- _Aim of the exercise_
Give back exactly the lines of the entries below from the line with "Reviewer note: every instance of the chalet" to the line with "pixel 39 10", inclusive, and only those.
● ● ● ● ● ● ●
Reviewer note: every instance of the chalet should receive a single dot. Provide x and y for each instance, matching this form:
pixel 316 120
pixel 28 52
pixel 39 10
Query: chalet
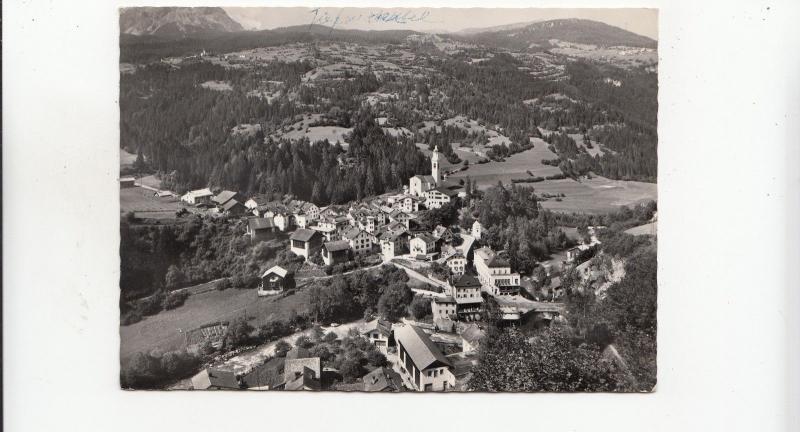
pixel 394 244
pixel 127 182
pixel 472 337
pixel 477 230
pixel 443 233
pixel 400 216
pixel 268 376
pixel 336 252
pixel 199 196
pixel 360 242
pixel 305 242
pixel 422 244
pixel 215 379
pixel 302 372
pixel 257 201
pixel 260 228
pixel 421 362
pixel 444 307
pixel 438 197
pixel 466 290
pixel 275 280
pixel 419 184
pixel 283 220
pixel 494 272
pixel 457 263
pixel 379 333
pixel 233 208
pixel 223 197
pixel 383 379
● ● ● ● ● ● ●
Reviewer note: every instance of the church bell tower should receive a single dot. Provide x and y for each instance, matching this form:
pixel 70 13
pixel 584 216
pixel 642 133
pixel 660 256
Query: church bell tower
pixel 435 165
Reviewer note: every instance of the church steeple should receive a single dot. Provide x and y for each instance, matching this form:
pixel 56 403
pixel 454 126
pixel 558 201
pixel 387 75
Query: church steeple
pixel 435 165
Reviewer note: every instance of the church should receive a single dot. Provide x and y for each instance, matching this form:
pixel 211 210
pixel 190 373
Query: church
● ● ● ● ● ● ●
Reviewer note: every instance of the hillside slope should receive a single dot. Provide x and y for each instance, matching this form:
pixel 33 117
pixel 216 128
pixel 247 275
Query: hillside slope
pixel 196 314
● ● ● ● ● ● ●
- _Completed task_
Reviewer note: every instance of the chalet should receive a single dot. Provide x and y for each instance, matching this form:
pixel 316 120
pixel 28 52
pixel 39 10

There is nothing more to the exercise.